Sweet City – The Setting

Image by Denis Doukhan from Pixabay

The architecture of Sweet City is lifted from fairy tales and candy stores. This terrible town is located underground, in a huge cavern held up by red and white striped pillars “as thick as California redwoods”, encircled with a moat of boiling chocolate, while underfoot is polished toffee that is hard as concrete. When Lucy and Amber enter they’re confronted with a sign that simply reads SWEET CITY: THE HAPPIEST PLACE. That, of course, is a direct reference to the famous Disney slogan The Happiest Place On Earth, dropping those last two words to indicate we weren’t on Earth any more. Without them that phrase feels unfinished, a little like a promise that could never be fulfilled, and was designed to subtly unnerve both the girls and the readers.

The majority of the city is constructed of gingerbread and rock candy, although the entry plaza features a toffee fountain festooned with white-chocolate spewing cherubs, hokey pokey park benches, and trees with chocolate trunks and candy floss foliage. “It’s all very Wonka-esque with some Hansel and Gretel thrown in” says Amber immediately and yes, that plaza was designed to give you a sense of the first room the children enter in Willy Wonka’s factory, where everything looks good but is too good to be true.

The Mines

“Rock” candy was the initial inspiration for Sweet City and everything in that part of Book Three is built upon that foundation—figuratively and literally. I knew I wanted someone stealing children from our world but the original reason was that our young were to be a delicacy for certain wealthy Aedeans. Lucy and Amber were to be force-fed, like Hansel in his cage or geese in our world to produce foie gras. But that reason was simply too bleak and, given that I already them imprisoned, I explored prison practices such as forced labour. Chain gangs in popular media were often stereotypically shown in quarries breaking up rocks. Rocks…rock candy…mining rock candy.

The force feeding aspect is still there, employed as a punishment after Lucy’s failed escape attempt, and the original idea inspired the Mad Catter’s decadent dinner party, its creepy guests looking Lucy and Trip over as though they were part of the menu.

Although they were already dangerous, I wanted the rock candy mines to be treacherous so I added in scalding sugar syrup that flows like lava. The need for Lucy and Trip to escape a cave-in forced me to come up with veins of a substance they could tunnel out of, which was marshmallow. The marshmallow’s gross origin is one of my favourite parts of the novel!


I detest circuses. Yes, I’ve used “detest” purposefully there. To me they represent entertainment that appears to be fanciful but which is built upon cruelty, to animals especially. Just like Amber Kim, I also detest clowns and circuses are full of clowns, which is just another mark against them as far as I’m concerned.

Circus in Sweet City is the weekly celebration/revelation of that week’s mining tallies held in a giant tent, the Big Top. It was almost dubbed “Carousel” as a homage to the deadly arena from Logan’s Run. Carousels are also whimsical/creepy but a “circus” can also refer to an ancient Roman amphitheatre. Sweet City’s circus takes place in a place that looks like a big tent from the outside, but inside it resembles a square sports stadium which, of course, is a kind of amphitheatre. I do love words with double, triple, or more meanings. “Circus” can also mean a grand display that is meant as a canny diversion, or something that is an utter shambles, both of which apply to the weekly spectacle held in Sweet City.

What to do:
**A.** Translate this sentence from the piece on Sweet City's setting into Spanish: "Chain gangs in popular media were often stereotypically shown in quarries breaking up rocks."
**B.** According to the piece on Sweet City's setting, why does the city's sign leave off the last two words of the Disney slogan?
**C.** From the piece on Sweet City's setting, quote word for word the stretch from "I detest circuses." through "as I’m concerned.".

Provided material:

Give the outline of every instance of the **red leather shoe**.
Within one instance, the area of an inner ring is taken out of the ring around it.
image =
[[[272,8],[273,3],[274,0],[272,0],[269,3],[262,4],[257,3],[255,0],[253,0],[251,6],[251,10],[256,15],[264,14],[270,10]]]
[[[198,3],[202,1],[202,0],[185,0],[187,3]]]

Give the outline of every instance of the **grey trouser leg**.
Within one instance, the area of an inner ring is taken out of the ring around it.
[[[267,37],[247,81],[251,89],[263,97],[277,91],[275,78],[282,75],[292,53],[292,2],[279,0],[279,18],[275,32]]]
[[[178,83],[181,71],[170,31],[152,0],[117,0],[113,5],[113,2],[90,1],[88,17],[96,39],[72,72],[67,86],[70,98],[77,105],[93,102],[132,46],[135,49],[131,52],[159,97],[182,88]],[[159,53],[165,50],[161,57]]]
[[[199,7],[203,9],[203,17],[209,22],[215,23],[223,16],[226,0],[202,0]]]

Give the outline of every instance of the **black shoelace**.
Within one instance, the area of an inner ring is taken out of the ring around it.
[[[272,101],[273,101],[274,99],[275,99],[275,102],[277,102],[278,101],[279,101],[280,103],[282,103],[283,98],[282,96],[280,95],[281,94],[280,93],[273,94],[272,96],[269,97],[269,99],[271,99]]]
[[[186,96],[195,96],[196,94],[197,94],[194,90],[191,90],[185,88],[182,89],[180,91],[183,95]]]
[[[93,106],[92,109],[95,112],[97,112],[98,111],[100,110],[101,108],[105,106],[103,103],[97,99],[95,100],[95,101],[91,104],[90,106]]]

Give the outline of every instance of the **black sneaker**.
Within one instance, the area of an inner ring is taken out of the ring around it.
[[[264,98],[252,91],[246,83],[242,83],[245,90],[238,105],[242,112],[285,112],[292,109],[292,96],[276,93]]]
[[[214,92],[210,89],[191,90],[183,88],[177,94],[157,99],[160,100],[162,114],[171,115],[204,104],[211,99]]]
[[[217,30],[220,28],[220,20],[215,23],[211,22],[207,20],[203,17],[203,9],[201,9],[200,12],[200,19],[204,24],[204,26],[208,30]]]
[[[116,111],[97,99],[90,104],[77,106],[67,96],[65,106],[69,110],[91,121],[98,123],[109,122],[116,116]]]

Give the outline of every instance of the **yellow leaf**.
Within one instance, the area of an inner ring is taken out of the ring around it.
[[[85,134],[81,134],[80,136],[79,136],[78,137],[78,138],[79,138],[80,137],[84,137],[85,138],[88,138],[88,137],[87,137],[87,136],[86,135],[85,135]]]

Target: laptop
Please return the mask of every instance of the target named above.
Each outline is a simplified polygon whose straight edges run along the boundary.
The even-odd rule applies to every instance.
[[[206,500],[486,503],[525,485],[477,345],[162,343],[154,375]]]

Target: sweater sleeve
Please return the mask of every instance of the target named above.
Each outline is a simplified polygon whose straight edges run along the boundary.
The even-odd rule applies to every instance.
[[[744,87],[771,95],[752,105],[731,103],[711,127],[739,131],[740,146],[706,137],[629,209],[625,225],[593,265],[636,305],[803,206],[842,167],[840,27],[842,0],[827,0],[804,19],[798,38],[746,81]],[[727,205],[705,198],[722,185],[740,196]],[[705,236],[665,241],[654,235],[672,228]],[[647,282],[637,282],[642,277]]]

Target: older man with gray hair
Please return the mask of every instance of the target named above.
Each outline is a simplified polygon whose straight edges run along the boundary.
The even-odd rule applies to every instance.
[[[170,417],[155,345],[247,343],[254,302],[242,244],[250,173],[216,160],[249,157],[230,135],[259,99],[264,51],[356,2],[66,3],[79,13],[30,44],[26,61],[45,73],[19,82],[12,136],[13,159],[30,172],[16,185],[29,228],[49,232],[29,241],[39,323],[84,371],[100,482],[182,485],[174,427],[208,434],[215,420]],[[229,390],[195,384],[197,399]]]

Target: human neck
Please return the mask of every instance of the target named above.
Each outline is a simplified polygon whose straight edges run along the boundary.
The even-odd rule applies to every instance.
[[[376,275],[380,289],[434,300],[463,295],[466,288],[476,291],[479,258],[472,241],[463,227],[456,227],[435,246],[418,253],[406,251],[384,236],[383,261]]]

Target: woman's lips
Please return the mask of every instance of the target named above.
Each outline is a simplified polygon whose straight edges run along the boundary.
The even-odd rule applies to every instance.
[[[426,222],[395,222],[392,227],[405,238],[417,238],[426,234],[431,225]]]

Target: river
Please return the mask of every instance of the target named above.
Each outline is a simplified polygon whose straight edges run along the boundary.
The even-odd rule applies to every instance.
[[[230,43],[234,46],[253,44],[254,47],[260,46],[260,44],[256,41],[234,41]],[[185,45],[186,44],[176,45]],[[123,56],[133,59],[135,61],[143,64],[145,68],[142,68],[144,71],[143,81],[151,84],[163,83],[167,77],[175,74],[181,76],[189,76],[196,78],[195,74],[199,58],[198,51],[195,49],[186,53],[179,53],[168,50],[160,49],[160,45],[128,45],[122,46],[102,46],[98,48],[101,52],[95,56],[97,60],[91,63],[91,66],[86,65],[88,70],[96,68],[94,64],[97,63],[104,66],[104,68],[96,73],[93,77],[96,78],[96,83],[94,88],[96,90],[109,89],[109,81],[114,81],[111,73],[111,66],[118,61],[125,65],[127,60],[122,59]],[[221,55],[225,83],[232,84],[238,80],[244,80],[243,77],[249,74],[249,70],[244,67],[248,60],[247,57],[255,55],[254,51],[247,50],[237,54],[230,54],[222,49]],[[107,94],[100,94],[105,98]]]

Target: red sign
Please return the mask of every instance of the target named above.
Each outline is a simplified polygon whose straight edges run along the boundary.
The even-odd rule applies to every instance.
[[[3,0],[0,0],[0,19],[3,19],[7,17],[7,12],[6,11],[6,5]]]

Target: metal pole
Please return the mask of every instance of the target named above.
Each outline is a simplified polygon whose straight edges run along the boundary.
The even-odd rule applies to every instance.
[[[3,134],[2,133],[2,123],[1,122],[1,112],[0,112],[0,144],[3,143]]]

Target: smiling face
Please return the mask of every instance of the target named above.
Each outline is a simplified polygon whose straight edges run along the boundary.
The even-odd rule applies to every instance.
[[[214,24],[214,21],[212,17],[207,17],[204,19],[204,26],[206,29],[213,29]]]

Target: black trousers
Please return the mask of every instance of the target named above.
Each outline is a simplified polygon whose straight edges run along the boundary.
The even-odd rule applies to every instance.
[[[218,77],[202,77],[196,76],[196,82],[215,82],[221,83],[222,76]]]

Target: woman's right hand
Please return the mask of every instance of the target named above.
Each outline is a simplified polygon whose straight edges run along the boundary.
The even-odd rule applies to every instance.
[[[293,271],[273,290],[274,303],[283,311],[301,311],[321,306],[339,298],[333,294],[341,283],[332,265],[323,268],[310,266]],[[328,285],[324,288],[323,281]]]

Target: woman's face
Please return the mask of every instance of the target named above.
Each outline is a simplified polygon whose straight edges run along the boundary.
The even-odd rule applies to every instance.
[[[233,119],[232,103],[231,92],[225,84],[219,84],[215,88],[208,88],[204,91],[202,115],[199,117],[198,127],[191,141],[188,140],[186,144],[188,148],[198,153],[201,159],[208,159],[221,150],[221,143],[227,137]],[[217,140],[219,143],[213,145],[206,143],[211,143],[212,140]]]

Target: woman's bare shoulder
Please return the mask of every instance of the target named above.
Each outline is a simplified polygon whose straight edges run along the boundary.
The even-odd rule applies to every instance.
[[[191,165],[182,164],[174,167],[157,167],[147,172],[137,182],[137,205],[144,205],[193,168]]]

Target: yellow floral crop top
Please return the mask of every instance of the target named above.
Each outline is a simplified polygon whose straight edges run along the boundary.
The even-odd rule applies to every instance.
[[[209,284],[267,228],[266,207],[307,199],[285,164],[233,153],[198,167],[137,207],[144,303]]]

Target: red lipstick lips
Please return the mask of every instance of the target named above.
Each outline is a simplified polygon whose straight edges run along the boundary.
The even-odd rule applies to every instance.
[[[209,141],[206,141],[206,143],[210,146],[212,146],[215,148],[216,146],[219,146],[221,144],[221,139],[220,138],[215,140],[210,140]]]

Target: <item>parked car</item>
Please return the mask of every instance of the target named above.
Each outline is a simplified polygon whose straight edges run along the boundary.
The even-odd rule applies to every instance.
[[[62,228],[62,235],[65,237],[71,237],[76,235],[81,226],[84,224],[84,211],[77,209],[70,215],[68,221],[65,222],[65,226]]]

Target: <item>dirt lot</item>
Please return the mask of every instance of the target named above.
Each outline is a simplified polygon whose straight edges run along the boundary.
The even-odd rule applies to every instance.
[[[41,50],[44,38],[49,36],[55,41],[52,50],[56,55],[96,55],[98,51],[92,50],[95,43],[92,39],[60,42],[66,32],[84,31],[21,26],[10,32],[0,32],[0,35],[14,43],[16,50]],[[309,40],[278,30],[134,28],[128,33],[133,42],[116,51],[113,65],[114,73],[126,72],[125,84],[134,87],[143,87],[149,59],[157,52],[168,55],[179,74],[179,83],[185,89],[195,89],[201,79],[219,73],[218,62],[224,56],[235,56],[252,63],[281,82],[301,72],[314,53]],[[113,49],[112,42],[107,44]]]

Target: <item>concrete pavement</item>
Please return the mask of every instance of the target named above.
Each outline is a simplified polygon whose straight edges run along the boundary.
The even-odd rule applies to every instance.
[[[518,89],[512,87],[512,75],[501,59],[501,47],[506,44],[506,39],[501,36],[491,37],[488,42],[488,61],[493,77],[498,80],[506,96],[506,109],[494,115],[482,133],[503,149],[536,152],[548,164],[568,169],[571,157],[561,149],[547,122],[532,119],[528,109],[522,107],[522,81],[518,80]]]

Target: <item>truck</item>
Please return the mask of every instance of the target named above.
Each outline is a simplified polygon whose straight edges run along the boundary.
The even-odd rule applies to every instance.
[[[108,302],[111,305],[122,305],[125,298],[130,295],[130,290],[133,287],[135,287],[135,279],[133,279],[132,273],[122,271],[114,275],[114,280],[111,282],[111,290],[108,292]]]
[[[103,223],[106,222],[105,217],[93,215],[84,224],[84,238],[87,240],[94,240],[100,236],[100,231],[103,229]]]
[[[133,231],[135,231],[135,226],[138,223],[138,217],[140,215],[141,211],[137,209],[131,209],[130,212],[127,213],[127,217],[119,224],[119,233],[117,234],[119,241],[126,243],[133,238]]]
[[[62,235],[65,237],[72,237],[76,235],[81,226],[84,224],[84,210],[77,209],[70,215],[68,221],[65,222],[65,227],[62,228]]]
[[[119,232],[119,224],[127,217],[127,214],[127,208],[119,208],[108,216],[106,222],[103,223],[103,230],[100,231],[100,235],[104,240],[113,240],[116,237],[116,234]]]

Responses to the exercise:
**A.** En los medios populares, las cuadrillas de presos encadenados solían mostrarse de forma estereotipada en canteras, partiendo rocas.

**B.** Dropping "On Earth" signals that the characters are no longer on Earth. Without those words, the phrase feels unfinished, like a promise that could never be kept, and it was meant to subtly unnerve both the girls and the readers.

**C.**
I detest circuses. Yes, I’ve used “detest” purposefully there. To me they represent entertainment that appears to be fanciful but which is built upon cruelty, to animals especially. Just like Amber Kim, I also detest clowns and circuses are full of clowns, which is just another mark against them as far as I’m concerned.